#### [TASK]
Filter the data below for the string "drawer" and copy each matching line.

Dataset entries

# # # #

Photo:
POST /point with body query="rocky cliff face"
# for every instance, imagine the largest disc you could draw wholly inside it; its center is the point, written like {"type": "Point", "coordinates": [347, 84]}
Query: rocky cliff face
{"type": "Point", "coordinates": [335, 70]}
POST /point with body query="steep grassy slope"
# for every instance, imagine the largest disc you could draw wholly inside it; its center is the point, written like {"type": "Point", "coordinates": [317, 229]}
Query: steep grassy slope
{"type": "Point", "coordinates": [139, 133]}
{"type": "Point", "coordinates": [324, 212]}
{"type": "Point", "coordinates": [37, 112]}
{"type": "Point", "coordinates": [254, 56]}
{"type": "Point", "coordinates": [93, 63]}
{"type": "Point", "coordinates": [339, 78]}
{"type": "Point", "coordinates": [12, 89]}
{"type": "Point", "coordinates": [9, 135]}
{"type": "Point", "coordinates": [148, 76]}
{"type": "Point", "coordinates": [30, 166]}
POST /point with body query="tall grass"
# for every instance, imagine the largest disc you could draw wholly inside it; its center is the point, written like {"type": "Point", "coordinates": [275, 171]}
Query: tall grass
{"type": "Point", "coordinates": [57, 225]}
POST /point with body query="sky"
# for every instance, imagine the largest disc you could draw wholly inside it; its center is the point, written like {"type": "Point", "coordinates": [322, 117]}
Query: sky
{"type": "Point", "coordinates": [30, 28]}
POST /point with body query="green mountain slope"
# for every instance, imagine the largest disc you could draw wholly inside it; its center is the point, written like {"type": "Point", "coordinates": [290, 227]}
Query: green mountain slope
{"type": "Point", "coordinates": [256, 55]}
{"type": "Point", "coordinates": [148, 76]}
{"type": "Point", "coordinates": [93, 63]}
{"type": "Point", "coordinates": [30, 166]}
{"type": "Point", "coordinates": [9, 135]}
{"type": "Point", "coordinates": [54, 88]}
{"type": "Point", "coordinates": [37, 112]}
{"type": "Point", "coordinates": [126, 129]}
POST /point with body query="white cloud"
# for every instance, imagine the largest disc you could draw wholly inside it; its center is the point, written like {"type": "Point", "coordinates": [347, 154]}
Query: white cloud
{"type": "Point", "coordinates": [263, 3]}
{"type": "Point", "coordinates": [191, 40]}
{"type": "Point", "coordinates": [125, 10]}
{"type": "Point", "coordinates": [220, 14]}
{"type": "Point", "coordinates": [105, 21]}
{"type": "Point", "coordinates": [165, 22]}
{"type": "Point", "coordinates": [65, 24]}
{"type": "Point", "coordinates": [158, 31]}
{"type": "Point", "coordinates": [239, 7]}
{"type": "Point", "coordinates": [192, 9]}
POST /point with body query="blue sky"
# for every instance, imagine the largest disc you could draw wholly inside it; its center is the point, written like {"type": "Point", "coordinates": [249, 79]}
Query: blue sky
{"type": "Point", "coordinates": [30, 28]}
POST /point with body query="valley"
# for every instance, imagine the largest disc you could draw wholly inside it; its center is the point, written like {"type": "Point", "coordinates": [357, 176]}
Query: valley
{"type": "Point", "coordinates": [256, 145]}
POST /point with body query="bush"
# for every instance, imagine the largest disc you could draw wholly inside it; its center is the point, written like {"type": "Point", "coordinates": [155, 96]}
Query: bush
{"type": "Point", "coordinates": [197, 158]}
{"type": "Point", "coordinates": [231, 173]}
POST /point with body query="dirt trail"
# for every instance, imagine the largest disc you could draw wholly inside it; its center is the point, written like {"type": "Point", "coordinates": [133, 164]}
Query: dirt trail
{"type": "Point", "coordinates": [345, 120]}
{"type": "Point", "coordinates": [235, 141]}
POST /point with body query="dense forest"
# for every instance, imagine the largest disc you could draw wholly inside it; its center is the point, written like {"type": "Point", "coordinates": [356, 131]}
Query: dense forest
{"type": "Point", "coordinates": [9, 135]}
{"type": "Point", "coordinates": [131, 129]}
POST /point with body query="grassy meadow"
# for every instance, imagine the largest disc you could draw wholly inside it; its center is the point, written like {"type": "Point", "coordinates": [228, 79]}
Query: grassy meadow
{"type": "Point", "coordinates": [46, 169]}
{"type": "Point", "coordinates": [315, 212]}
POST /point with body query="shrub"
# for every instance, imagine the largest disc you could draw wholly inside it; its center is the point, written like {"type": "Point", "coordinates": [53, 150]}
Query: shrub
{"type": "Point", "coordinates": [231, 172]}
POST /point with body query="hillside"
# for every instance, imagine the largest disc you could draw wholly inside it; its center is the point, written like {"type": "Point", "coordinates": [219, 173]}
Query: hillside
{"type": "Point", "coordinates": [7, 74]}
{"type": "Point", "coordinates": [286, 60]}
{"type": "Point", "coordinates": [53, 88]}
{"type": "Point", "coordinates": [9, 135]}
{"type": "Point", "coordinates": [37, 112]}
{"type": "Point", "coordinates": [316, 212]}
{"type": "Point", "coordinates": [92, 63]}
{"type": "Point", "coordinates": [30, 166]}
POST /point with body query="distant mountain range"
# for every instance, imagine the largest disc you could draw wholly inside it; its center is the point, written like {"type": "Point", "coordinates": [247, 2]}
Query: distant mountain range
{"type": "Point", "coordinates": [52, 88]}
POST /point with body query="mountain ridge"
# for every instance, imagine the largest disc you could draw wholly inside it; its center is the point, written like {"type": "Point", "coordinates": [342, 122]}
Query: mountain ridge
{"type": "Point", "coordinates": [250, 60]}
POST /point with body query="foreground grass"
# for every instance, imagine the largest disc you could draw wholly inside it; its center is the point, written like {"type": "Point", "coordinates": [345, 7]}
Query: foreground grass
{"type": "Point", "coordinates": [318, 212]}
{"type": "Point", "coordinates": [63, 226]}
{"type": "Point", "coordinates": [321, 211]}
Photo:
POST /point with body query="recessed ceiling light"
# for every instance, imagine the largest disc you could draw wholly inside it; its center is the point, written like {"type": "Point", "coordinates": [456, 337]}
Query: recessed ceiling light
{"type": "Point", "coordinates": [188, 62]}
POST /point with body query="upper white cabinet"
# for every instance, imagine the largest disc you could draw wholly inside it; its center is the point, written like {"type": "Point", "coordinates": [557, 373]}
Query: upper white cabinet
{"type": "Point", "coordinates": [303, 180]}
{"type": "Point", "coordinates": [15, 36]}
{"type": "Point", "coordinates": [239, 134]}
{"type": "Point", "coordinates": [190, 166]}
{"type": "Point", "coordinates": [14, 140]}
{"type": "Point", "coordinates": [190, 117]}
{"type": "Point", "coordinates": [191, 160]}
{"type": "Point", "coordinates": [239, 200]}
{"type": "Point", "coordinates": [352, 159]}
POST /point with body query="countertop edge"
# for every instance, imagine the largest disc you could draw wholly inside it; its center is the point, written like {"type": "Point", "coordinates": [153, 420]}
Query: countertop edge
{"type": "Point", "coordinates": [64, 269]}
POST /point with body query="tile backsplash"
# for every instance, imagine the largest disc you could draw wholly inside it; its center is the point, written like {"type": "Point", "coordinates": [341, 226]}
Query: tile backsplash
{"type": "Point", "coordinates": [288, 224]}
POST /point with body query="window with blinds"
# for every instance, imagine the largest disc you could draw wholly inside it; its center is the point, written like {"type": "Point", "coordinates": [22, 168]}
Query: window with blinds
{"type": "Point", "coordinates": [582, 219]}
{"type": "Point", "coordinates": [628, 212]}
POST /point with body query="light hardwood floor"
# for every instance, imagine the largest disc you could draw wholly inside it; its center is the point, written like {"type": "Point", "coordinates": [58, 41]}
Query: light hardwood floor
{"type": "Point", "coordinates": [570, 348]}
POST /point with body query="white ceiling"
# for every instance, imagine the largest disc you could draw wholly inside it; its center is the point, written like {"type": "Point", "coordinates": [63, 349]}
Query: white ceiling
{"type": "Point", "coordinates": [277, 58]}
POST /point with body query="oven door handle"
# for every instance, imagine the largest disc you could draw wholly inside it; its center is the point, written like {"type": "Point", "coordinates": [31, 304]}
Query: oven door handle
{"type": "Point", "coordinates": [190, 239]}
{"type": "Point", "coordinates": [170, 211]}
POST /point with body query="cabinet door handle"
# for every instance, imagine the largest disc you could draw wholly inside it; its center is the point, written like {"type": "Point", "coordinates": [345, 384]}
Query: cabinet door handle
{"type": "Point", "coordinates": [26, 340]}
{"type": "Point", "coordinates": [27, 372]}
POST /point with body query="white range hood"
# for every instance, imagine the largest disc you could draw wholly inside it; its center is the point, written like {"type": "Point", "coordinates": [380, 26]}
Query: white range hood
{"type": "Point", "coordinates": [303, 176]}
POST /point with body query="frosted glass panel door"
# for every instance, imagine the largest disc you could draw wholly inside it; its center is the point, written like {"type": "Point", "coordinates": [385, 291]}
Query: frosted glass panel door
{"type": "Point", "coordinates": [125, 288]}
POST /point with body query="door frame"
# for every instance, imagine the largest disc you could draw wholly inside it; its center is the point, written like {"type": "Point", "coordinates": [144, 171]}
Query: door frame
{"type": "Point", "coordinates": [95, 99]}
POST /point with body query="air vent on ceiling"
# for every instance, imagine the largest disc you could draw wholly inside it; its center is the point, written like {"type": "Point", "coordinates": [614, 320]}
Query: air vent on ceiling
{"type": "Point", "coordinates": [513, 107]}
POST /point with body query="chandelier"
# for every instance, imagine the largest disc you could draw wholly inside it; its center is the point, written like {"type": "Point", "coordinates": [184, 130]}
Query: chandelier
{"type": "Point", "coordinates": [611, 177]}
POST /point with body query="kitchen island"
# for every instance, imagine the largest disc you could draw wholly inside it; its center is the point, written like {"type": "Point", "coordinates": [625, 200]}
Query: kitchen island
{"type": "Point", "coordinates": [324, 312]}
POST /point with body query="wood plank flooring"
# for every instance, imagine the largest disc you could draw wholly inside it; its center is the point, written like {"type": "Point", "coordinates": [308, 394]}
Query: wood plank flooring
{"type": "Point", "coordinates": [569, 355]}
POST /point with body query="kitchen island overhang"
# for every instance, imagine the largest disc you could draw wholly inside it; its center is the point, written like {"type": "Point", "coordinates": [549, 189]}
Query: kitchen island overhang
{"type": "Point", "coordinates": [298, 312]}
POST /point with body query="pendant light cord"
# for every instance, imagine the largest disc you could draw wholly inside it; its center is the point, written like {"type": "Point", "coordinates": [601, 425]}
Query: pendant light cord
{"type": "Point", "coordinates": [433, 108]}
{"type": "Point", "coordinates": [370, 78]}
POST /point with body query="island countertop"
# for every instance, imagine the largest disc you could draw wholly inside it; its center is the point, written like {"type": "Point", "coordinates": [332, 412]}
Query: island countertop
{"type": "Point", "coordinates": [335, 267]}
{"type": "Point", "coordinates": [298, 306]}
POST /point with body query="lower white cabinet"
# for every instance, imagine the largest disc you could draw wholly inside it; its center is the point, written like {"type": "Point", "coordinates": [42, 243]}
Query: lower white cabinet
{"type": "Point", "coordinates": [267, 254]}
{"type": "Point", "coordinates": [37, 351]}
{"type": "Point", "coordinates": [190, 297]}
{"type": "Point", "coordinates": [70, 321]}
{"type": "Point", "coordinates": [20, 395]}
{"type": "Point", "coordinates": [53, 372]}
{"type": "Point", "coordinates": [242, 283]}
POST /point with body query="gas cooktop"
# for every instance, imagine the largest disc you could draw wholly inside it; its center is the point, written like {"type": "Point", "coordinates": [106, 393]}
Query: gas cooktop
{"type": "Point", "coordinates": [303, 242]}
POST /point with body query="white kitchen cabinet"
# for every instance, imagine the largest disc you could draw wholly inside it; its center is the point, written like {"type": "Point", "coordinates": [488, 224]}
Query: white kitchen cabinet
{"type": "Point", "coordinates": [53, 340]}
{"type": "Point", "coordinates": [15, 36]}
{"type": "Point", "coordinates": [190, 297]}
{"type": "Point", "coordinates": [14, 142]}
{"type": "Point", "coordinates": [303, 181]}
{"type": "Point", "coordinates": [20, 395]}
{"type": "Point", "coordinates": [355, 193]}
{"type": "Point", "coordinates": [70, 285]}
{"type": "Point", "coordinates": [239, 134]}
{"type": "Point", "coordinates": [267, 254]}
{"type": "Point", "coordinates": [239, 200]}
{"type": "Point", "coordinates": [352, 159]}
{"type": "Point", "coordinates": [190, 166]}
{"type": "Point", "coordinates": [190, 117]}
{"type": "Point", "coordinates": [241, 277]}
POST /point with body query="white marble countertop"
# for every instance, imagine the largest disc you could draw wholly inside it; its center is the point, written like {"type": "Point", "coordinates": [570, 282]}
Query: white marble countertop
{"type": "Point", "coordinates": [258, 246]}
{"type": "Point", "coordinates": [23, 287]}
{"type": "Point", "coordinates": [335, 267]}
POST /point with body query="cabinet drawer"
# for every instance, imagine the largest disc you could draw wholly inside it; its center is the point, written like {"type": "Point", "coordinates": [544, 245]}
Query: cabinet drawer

# # # #

#### [PROBLEM SOLUTION]
POST /point with body query="cabinet drawer"
Query: cabinet drawer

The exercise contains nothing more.